EXERCISE GOAL: Every line holding the string "metal" is to be copied from the entries below.

(Saved entries)
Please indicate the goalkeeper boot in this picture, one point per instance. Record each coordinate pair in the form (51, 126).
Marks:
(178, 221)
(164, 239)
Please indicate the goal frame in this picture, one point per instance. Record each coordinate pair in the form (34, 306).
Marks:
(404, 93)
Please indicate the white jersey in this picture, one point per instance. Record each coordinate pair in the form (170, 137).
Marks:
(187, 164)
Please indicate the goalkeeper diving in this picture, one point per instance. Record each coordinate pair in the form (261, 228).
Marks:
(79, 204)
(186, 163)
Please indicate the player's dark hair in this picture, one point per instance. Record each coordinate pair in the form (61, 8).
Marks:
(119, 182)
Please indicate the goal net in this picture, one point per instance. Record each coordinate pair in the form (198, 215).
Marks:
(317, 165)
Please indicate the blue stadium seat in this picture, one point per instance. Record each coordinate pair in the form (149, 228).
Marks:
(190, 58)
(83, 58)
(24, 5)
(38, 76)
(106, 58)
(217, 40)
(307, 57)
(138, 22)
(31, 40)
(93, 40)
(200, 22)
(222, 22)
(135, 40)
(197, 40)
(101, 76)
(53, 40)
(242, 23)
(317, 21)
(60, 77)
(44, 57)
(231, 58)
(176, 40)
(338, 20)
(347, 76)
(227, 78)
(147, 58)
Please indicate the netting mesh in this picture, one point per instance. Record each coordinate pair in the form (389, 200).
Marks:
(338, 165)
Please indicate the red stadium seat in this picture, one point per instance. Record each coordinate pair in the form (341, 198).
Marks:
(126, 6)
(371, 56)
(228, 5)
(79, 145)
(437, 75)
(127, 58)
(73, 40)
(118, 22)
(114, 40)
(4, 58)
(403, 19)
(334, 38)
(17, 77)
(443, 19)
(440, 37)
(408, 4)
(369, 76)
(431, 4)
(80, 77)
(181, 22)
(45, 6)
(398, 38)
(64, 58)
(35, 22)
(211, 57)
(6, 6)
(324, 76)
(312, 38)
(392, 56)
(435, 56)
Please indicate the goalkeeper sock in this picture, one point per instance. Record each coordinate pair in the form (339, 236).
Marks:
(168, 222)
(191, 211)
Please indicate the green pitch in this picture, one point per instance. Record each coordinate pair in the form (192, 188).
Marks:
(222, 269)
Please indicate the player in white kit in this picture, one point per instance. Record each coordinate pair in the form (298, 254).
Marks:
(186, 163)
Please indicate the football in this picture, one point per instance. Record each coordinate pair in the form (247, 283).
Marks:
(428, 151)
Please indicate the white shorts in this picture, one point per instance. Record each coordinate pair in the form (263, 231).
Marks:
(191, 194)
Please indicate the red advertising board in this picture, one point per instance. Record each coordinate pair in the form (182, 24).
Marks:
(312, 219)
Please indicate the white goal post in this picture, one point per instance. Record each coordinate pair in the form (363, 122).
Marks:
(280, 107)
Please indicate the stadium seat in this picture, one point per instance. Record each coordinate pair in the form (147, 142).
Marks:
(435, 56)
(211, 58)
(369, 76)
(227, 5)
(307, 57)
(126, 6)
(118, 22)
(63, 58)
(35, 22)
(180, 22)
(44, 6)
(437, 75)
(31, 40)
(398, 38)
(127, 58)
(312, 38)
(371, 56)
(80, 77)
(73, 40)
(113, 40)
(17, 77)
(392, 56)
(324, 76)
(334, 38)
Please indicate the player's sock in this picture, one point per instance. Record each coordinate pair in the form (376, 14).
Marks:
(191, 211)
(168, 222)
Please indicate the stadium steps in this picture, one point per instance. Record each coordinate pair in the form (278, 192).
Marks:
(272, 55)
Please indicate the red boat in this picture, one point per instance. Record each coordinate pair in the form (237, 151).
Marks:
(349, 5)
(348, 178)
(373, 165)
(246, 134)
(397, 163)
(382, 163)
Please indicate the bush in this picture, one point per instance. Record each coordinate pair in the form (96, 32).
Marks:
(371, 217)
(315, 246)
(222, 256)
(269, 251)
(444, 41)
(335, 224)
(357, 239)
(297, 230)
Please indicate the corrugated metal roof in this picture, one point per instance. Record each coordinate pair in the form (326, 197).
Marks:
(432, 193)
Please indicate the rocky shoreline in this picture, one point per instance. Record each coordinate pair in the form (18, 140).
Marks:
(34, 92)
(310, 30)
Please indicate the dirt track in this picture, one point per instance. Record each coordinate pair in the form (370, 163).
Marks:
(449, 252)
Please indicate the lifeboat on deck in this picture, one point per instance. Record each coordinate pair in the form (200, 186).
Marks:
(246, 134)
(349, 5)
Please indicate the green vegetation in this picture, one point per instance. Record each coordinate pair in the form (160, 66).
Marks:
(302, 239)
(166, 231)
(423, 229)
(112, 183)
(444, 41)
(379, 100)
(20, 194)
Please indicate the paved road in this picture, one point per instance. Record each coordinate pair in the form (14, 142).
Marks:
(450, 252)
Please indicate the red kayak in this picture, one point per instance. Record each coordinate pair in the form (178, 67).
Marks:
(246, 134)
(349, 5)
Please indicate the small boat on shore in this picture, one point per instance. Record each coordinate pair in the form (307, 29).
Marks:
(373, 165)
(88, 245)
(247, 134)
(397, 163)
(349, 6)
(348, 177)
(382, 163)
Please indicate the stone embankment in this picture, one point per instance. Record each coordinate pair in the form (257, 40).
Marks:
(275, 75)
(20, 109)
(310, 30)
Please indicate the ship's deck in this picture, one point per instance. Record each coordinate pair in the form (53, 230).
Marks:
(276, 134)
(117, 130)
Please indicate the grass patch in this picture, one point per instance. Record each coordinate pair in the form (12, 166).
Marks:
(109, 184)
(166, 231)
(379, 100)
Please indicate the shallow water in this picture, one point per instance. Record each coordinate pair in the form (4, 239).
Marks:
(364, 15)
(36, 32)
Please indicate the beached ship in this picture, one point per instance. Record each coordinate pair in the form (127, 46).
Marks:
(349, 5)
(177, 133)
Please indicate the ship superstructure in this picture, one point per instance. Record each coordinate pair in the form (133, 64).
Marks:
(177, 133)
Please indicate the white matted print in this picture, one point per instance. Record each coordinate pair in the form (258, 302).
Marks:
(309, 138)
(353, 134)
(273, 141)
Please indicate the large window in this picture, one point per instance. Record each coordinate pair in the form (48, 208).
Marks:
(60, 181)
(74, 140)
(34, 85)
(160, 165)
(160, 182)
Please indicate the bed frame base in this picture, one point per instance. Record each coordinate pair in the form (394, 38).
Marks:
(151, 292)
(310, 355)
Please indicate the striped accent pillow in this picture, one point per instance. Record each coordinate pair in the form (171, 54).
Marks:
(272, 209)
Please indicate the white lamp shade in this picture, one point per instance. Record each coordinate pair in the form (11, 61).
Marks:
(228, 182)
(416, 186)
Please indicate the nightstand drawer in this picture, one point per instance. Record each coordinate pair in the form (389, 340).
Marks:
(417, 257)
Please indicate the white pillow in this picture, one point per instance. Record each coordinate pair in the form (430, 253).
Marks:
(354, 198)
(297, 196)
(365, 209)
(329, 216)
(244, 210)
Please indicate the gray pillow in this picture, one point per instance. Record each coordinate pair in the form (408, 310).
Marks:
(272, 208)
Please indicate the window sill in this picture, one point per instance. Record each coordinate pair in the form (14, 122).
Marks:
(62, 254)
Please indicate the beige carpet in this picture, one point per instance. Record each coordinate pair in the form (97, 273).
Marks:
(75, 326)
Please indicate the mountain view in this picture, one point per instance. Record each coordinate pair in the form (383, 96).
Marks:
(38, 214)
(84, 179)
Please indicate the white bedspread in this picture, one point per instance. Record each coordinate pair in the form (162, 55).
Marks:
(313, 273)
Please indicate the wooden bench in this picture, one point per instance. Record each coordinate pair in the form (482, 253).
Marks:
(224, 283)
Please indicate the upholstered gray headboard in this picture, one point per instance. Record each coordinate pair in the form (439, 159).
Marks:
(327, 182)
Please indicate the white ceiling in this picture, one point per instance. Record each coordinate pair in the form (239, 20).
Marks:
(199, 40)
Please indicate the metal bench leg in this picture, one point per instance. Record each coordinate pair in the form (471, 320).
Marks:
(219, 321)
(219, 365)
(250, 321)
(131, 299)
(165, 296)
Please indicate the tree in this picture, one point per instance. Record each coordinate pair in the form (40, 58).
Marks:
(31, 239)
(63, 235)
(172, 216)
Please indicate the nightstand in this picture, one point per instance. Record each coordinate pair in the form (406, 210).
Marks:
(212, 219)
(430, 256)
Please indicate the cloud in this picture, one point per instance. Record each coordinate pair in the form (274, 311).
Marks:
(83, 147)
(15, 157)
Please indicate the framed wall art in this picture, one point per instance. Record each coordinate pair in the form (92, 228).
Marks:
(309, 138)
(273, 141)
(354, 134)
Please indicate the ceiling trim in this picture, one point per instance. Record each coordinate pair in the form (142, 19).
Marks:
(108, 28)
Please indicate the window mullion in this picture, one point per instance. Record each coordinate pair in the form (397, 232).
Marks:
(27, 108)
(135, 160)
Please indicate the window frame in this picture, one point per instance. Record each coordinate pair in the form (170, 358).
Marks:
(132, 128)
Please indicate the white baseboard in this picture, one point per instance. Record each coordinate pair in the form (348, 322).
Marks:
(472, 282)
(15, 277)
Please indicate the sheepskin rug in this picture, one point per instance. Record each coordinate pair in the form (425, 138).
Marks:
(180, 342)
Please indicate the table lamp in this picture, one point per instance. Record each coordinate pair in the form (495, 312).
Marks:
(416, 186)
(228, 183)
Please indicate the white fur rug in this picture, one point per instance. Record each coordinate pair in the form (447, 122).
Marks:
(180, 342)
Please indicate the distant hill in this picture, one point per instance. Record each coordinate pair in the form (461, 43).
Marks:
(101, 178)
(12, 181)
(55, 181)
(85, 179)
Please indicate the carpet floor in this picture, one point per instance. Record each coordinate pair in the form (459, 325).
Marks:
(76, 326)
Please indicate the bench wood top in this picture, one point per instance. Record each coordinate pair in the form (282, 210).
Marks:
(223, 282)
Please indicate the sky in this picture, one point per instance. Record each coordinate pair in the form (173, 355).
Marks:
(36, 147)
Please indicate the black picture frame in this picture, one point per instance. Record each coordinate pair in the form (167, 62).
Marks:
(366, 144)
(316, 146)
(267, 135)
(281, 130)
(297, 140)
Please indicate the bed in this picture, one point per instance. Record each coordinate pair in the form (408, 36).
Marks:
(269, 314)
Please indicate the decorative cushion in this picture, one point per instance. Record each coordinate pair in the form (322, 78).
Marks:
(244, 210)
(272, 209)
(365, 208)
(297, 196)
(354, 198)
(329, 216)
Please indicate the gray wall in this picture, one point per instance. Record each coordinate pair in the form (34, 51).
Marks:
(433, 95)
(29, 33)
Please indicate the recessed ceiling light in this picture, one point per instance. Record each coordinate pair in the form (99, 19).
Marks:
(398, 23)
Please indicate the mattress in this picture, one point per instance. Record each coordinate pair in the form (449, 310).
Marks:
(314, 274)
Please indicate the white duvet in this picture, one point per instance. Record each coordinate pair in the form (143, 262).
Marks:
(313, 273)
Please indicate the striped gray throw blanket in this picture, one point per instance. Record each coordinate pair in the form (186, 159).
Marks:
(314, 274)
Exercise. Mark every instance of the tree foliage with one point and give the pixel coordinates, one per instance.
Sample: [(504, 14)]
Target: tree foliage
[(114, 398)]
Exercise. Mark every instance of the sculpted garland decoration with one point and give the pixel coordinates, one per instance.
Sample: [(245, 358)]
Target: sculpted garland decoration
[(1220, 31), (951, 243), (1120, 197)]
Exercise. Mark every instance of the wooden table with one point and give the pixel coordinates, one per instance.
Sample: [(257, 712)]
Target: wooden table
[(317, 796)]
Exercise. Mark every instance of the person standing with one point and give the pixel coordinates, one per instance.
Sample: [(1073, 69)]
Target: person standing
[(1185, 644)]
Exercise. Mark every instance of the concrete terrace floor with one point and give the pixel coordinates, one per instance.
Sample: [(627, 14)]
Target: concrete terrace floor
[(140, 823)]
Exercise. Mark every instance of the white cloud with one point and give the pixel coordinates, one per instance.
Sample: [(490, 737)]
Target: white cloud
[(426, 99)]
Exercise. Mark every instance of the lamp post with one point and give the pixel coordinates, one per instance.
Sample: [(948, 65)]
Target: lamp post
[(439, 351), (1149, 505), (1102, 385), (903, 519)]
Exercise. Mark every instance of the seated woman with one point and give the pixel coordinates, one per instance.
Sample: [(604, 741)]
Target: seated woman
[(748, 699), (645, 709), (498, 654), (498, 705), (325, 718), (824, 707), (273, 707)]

OUTPUT FOR THIS EXERCISE:
Please indicate the corrugated metal roof in this picture, one point per instance. Record each coordinate pair in the form (326, 197).
Please indicate the metal bench leg in this picture, one point per instance. Record each coordinate pair in the form (471, 320).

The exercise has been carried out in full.